When starting a business one of the most important decisions you will make will be what business structure you will operate under. This choice has a wide range of impacts from the filing requirements, to start-up and on-going costs, reporting requirements and tax status to name a few. For small businesses with 2 or more owners the choice of business structure often comes down to evaluating an LLC vs a Partnership. In this business structure comparison, we’ll go over what an LLC and partnership are and the 3 key areas of difference between the two business structures. If you are looking for a more comprehensive guide to choosing the best business structure type that includes all 4 business structures check out our guide Business Types: How to Choose a Business Structure.

Table of Contents:

LLC and Partnership Definitions

Before jumping into the differences between LLCs and partnerships, let’s make sure you have a good understanding of what each is and go over the 4 main types of partnerships.

What is an LLC?

A limited liability company (LLC) is a formal business structure that is recognized as a separate legal entity from its owners, which are known as members. LLCs are a flexible business structure that can have a single owner (known as a single-member LLC) or 2 or more members (multi-member LLC). LLCs combine the features of pass-through taxation that are common to sole proprietorships and partnerships with the limited liability protection that corporations offer.

What is a Partnership?

A partnership is a business structure involving multiple parties who own a company. Partners agree on the share percentages of all stakeholders, which determines the degree of ownership. The total number of shares allocated to the partners must equal 100 percent. A partnership and an LLC are both pass-through entities, although the Internal Revenue Service considers a partnership a taxing entity, which is not the case with an LLC.

**Task directions:** Summarize the text on LLCs and partnerships in two sentences.

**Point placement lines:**
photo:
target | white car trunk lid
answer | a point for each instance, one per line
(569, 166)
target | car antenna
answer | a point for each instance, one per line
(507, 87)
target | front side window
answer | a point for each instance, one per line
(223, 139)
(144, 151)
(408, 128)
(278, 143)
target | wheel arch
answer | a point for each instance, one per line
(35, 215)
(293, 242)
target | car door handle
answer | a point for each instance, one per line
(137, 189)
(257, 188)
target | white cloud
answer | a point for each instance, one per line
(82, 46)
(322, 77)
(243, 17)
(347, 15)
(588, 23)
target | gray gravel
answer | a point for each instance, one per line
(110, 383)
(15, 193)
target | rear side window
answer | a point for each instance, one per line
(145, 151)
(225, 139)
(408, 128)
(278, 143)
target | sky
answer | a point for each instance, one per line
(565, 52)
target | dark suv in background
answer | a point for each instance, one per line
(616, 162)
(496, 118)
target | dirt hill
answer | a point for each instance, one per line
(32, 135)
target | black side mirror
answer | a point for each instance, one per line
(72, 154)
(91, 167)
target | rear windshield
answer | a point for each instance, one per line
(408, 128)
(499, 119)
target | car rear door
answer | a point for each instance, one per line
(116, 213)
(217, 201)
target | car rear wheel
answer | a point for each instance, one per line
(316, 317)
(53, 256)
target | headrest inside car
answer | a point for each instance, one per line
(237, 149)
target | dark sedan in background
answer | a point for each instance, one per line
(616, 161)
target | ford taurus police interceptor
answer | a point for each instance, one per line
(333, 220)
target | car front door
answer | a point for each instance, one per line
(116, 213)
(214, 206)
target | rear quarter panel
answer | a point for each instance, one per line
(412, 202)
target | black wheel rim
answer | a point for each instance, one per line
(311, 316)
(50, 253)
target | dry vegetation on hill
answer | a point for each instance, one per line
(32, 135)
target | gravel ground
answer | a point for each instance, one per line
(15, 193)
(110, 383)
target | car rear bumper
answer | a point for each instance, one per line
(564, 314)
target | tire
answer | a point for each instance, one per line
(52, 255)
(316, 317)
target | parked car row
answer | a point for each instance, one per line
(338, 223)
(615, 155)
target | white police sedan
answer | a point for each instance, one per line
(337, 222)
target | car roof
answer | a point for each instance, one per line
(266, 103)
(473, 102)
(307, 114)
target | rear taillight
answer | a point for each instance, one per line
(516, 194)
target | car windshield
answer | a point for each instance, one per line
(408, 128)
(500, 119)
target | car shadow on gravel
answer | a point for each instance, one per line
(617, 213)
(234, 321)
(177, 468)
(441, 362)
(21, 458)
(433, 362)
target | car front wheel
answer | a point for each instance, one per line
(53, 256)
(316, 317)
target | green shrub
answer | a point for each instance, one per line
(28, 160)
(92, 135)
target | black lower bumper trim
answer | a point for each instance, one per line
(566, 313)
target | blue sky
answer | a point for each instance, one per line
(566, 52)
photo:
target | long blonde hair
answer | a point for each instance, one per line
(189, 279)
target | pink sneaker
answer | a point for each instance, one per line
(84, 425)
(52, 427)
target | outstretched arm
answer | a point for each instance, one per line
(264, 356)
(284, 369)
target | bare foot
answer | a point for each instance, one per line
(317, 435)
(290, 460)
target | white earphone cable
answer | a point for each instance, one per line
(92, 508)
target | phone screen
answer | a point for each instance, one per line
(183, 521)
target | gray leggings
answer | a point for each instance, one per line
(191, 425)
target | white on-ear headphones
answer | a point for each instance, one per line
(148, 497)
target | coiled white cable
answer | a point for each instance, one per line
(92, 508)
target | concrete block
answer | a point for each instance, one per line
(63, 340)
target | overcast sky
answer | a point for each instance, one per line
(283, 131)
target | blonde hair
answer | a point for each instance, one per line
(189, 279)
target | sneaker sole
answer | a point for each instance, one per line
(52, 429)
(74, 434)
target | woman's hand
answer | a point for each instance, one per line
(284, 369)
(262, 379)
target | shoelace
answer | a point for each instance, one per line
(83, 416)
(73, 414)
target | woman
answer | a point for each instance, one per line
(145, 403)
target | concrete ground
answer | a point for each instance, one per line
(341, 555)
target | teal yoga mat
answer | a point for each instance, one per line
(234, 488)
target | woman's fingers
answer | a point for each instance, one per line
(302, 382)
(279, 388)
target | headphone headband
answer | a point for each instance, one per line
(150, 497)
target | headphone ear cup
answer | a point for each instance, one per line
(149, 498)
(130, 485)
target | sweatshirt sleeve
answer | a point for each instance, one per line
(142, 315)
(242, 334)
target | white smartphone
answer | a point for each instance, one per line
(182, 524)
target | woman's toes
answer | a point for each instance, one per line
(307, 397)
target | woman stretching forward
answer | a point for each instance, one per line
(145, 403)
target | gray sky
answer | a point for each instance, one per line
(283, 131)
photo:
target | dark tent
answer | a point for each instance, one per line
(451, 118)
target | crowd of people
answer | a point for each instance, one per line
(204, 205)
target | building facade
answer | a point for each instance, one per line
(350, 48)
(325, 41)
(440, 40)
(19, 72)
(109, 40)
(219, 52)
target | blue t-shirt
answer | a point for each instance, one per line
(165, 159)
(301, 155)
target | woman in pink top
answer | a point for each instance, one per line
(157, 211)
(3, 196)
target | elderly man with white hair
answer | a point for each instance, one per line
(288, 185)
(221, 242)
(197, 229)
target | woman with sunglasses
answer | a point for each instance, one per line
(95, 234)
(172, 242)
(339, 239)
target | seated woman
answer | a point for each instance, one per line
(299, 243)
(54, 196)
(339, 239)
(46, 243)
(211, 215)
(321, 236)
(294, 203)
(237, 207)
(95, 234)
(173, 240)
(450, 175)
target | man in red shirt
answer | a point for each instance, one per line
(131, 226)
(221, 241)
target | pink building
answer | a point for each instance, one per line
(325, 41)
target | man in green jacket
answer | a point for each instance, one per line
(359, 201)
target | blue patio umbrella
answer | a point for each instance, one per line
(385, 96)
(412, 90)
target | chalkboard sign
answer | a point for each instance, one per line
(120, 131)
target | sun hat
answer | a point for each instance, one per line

**Written answer:** For small businesses with two or more owners, choosing a business structure often comes down to an LLC versus a partnership, a choice that affects filing requirements, start-up and ongoing costs, reporting requirements and tax status. An LLC is a separate legal entity that can have one or more members and combines pass-through taxation with limited liability protection, while a partnership is owned by multiple parties whose agreed share percentages must total 100 percent.